-- Exercise instructions --
An exact copy of the data is needed, one that excludes all pictures.

-- Data provided --
BEGIN
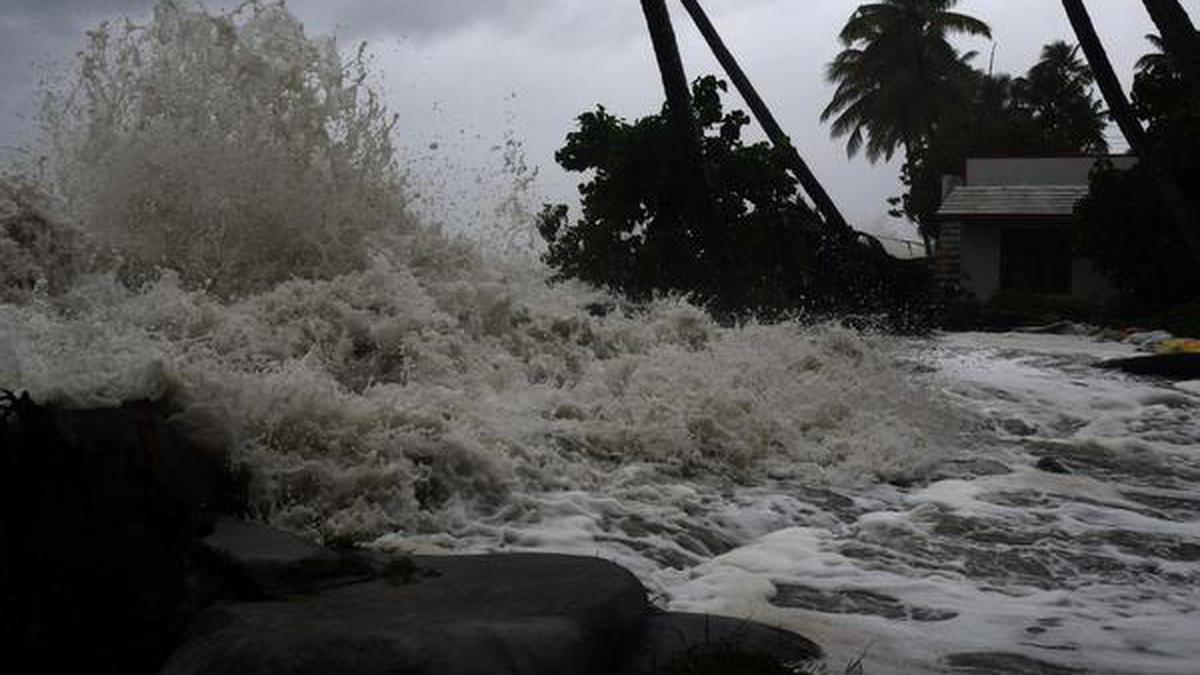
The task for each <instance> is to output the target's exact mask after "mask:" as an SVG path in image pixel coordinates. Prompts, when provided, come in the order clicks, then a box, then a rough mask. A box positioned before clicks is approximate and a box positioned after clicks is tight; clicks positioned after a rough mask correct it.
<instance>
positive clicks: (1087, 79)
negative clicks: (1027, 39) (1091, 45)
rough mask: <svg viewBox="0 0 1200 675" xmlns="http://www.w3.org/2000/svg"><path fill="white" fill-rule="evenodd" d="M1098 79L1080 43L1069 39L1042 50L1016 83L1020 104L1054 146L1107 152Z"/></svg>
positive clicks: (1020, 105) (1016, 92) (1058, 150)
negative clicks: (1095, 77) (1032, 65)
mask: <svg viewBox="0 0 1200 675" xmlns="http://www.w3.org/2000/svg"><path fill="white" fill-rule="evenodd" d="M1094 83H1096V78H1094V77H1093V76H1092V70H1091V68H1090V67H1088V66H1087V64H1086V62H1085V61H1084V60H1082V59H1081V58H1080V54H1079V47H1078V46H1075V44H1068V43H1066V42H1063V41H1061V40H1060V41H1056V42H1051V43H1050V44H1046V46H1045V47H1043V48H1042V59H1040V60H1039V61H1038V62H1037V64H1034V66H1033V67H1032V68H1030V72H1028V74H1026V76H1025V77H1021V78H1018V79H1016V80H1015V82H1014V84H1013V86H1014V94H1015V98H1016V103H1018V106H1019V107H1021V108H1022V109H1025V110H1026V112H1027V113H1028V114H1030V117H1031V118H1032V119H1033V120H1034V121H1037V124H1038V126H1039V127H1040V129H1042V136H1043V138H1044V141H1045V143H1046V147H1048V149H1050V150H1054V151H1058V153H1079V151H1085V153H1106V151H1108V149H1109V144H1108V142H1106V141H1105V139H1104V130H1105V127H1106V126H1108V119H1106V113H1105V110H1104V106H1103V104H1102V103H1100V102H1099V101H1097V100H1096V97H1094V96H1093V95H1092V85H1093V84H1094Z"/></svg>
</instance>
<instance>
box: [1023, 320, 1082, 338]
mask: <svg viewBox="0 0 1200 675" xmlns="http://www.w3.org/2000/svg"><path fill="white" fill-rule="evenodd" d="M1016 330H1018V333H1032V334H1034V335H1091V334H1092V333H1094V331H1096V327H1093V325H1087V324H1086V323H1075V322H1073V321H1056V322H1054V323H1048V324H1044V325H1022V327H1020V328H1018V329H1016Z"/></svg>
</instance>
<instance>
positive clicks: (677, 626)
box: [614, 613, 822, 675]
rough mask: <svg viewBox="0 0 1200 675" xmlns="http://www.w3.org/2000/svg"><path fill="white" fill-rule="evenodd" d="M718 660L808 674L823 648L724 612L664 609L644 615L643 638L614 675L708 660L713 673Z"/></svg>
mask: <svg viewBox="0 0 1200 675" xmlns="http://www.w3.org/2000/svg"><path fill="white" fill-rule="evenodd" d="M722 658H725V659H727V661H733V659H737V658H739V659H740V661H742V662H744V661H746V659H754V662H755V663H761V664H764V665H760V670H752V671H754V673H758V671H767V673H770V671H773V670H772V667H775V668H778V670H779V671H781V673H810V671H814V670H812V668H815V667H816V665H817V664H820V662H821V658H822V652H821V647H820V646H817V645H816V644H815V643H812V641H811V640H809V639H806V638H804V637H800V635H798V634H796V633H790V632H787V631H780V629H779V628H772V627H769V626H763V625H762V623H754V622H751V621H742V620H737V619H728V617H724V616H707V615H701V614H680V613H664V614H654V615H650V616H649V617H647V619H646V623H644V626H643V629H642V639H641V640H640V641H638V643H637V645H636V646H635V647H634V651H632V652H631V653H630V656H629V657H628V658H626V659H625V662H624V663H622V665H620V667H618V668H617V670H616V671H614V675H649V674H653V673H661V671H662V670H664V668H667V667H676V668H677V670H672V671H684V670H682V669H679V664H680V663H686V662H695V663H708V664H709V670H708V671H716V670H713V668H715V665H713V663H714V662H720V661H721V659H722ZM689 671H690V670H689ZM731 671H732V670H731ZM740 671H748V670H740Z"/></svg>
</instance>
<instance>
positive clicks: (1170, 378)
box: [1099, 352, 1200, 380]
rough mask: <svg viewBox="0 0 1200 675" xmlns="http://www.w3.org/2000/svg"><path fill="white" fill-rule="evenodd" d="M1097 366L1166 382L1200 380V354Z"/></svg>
END
-- Written solution --
The task for each <instance> is to output the target's exact mask after "mask:" as an SVG path in image pixel coordinates. Prompts, when provided, come in the order clicks, then a box, then a rough mask. A box positioned before clicks is approximate and a box positioned after clicks is tight; clicks positioned after a rough mask correct it.
<instance>
positive clicks: (1087, 79)
negative clicks: (1027, 39) (1091, 45)
rough mask: <svg viewBox="0 0 1200 675" xmlns="http://www.w3.org/2000/svg"><path fill="white" fill-rule="evenodd" d="M1098 79L1080 43L1069 39L1042 50L1016 83L1020 104L1054 146L1107 152Z"/></svg>
positive clicks: (1020, 105) (1016, 92) (1058, 150)
negative clicks: (1095, 77) (1032, 65)
mask: <svg viewBox="0 0 1200 675" xmlns="http://www.w3.org/2000/svg"><path fill="white" fill-rule="evenodd" d="M1094 83H1096V78H1094V77H1093V76H1092V70H1091V68H1090V67H1088V66H1087V64H1086V62H1085V61H1084V60H1082V59H1081V58H1080V54H1079V47H1078V46H1075V44H1068V43H1066V42H1063V41H1061V40H1060V41H1056V42H1051V43H1050V44H1046V46H1045V47H1043V48H1042V59H1040V60H1039V61H1038V62H1037V64H1034V66H1033V67H1032V68H1030V72H1028V74H1026V76H1025V77H1021V78H1018V79H1016V80H1015V82H1014V84H1013V86H1014V94H1015V98H1016V103H1018V106H1019V107H1021V108H1022V109H1025V110H1026V112H1027V113H1028V114H1030V117H1031V118H1032V119H1033V120H1034V121H1037V124H1038V126H1039V127H1040V129H1042V136H1043V138H1044V141H1045V143H1046V147H1048V149H1050V150H1054V151H1058V153H1079V151H1085V153H1106V151H1108V149H1109V144H1108V142H1106V141H1105V139H1104V130H1105V127H1106V126H1108V119H1106V113H1105V110H1104V106H1103V104H1102V103H1100V102H1099V101H1097V100H1096V97H1094V96H1093V95H1092V85H1093V84H1094Z"/></svg>
</instance>
<instance>
box: [1023, 320, 1082, 338]
mask: <svg viewBox="0 0 1200 675" xmlns="http://www.w3.org/2000/svg"><path fill="white" fill-rule="evenodd" d="M1016 330H1018V333H1032V334H1034V335H1091V334H1092V333H1094V331H1096V327H1093V325H1087V324H1086V323H1075V322H1073V321H1056V322H1054V323H1048V324H1044V325H1022V327H1020V328H1018V329H1016Z"/></svg>
</instance>
<instance>
positive clicks: (677, 626)
box: [614, 613, 822, 675]
rough mask: <svg viewBox="0 0 1200 675" xmlns="http://www.w3.org/2000/svg"><path fill="white" fill-rule="evenodd" d="M718 660L808 674L823 648L724 612L664 609L644 615L643 638L614 675L708 660L713 673Z"/></svg>
mask: <svg viewBox="0 0 1200 675" xmlns="http://www.w3.org/2000/svg"><path fill="white" fill-rule="evenodd" d="M722 658H725V659H727V661H733V659H737V658H739V659H740V661H742V662H744V661H746V659H754V662H755V663H761V664H764V665H760V670H752V671H754V673H758V671H767V673H770V671H773V670H772V667H775V668H778V670H779V671H781V673H810V671H814V670H812V668H815V667H816V665H817V664H820V662H821V658H822V652H821V647H820V646H817V645H816V644H815V643H812V641H811V640H809V639H806V638H804V637H800V635H798V634H796V633H790V632H787V631H780V629H779V628H772V627H769V626H763V625H762V623H754V622H751V621H742V620H737V619H728V617H724V616H707V615H701V614H680V613H664V614H654V615H650V616H649V617H647V619H646V623H644V626H643V629H642V639H641V640H640V641H638V643H637V645H636V646H635V647H634V651H632V652H631V653H630V656H629V657H628V658H626V659H625V662H624V663H622V665H620V667H618V668H617V670H616V671H614V675H649V674H653V673H661V671H662V670H664V668H667V667H676V668H677V670H672V671H684V670H682V669H679V664H680V663H686V662H695V663H708V664H709V670H708V671H716V670H713V668H715V665H713V663H714V662H720V661H721V659H722ZM689 671H690V670H689ZM731 671H732V670H731ZM740 671H748V670H740Z"/></svg>
</instance>
<instance>
positive clicks: (1170, 378)
box: [1099, 352, 1200, 380]
rough mask: <svg viewBox="0 0 1200 675" xmlns="http://www.w3.org/2000/svg"><path fill="white" fill-rule="evenodd" d="M1097 366L1166 382L1200 380V354Z"/></svg>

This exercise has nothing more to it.